## What is being asked
Please render the listing below as a JSON list of strings, one per line with blank lines omitted, starting at its first line and ending at the line that contains "x=1135, y=365". Include both of those end lines.

Start

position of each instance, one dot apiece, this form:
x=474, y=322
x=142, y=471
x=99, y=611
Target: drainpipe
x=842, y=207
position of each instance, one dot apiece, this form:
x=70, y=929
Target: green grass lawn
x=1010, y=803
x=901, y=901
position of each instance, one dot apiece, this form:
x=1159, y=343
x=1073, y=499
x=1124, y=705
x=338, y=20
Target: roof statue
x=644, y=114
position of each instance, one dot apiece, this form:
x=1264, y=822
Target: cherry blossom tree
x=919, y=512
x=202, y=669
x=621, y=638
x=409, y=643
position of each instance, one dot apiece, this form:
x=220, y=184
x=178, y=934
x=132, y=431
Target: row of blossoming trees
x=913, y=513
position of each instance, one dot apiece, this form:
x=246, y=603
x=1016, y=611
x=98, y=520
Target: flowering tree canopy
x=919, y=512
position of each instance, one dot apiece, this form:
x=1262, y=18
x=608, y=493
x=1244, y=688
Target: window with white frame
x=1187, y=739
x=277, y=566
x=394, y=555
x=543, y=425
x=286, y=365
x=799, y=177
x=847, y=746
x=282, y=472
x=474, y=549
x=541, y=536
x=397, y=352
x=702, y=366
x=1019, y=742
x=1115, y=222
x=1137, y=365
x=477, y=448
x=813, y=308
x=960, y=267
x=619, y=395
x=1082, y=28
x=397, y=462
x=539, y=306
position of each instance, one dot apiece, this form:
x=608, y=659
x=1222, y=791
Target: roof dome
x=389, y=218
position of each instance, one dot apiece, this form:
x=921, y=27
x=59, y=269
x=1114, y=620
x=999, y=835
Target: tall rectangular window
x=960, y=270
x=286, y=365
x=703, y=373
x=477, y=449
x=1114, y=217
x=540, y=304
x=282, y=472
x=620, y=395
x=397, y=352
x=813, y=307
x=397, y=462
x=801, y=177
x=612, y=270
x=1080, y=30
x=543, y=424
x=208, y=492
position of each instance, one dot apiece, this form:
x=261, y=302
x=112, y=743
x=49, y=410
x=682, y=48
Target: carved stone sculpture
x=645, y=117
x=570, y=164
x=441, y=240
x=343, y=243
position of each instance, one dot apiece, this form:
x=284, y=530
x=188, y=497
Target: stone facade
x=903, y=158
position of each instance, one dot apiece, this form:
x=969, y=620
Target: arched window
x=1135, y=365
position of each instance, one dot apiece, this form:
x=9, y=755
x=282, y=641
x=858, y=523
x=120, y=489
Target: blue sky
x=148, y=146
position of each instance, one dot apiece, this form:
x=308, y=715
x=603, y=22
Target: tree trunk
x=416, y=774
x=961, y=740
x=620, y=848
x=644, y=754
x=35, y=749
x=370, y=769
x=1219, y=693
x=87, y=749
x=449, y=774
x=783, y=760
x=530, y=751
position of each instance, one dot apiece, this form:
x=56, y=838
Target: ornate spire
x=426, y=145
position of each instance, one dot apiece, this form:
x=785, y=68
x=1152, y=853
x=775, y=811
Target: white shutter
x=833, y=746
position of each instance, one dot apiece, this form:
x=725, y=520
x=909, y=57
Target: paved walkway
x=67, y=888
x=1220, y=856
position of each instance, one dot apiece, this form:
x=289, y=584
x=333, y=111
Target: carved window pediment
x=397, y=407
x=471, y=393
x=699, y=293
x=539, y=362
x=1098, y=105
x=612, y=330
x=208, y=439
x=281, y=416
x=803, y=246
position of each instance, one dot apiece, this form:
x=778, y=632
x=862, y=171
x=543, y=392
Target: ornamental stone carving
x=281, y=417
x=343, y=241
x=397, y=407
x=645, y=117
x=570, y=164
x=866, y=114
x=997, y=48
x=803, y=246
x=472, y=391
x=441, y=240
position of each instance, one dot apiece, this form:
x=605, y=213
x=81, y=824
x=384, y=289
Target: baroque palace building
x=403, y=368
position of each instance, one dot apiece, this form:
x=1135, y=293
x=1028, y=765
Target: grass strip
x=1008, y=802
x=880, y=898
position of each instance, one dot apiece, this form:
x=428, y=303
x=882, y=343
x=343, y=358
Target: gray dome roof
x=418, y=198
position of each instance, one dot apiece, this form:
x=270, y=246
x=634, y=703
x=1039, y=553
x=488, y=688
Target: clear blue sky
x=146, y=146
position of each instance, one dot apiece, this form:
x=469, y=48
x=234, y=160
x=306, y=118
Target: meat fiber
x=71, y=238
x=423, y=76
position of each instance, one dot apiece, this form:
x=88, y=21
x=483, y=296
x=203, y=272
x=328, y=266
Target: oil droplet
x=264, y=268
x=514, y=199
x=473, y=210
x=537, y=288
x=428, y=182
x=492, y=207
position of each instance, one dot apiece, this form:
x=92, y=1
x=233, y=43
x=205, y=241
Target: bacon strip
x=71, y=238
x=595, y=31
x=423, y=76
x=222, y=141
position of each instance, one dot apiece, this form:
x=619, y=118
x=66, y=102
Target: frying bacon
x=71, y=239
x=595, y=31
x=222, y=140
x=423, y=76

End

## Answer for this exercise
[
  "position of each instance, one dot apiece, this form:",
  "x=474, y=322",
  "x=142, y=471",
  "x=99, y=611",
  "Target: drainpipe",
  "x=842, y=207",
  "position of each instance, one dot apiece, this form:",
  "x=70, y=929",
  "Target: green grass lawn",
  "x=1010, y=803",
  "x=901, y=901",
  "position of each instance, one dot apiece, this form:",
  "x=1159, y=343",
  "x=1073, y=499",
  "x=1124, y=705",
  "x=338, y=20",
  "Target: roof statue",
  "x=644, y=114",
  "position of each instance, one dot apiece, this form:",
  "x=1264, y=822",
  "Target: cherry blossom tree",
  "x=919, y=512",
  "x=202, y=669",
  "x=621, y=638",
  "x=409, y=643",
  "position of each instance, one dot apiece, this form:",
  "x=220, y=184",
  "x=178, y=934",
  "x=132, y=431",
  "Target: row of blossoming trees",
  "x=913, y=513",
  "position of each instance, one dot apiece, this form:",
  "x=246, y=603",
  "x=1016, y=611",
  "x=98, y=520",
  "Target: flowering tree canopy",
  "x=919, y=512",
  "position of each instance, one dot apiece, this form:",
  "x=1262, y=18",
  "x=608, y=493",
  "x=1244, y=688",
  "Target: window with white frame",
  "x=1187, y=739",
  "x=277, y=566",
  "x=394, y=555",
  "x=543, y=425",
  "x=286, y=365",
  "x=799, y=177",
  "x=847, y=746",
  "x=282, y=472",
  "x=474, y=549",
  "x=541, y=536",
  "x=397, y=352",
  "x=702, y=366",
  "x=1019, y=742",
  "x=1115, y=222",
  "x=1137, y=365",
  "x=477, y=448",
  "x=813, y=308",
  "x=960, y=267",
  "x=619, y=395",
  "x=1082, y=28",
  "x=397, y=462",
  "x=539, y=306",
  "position of each instance, one dot apiece, this form:",
  "x=608, y=659",
  "x=1222, y=791",
  "Target: roof dome",
  "x=389, y=218",
  "position of each instance, one dot apiece, this form:",
  "x=921, y=27",
  "x=59, y=269",
  "x=1114, y=620",
  "x=999, y=835",
  "Target: tall rectangular window",
  "x=960, y=270",
  "x=286, y=365",
  "x=703, y=373",
  "x=477, y=449",
  "x=1114, y=217",
  "x=540, y=304",
  "x=282, y=472",
  "x=620, y=395",
  "x=397, y=352",
  "x=813, y=307",
  "x=397, y=462",
  "x=801, y=177",
  "x=612, y=270",
  "x=1080, y=30",
  "x=543, y=424",
  "x=208, y=492",
  "position of each instance, one dot apiece, this form:",
  "x=261, y=302",
  "x=112, y=743",
  "x=49, y=410",
  "x=682, y=48",
  "Target: carved stone sculpture",
  "x=645, y=117",
  "x=570, y=164",
  "x=441, y=240",
  "x=343, y=243",
  "position of each instance, one dot apiece, this form:",
  "x=284, y=530",
  "x=188, y=497",
  "Target: stone facade",
  "x=903, y=158",
  "position of each instance, one dot apiece, this form:",
  "x=969, y=620",
  "Target: arched window",
  "x=1135, y=365"
]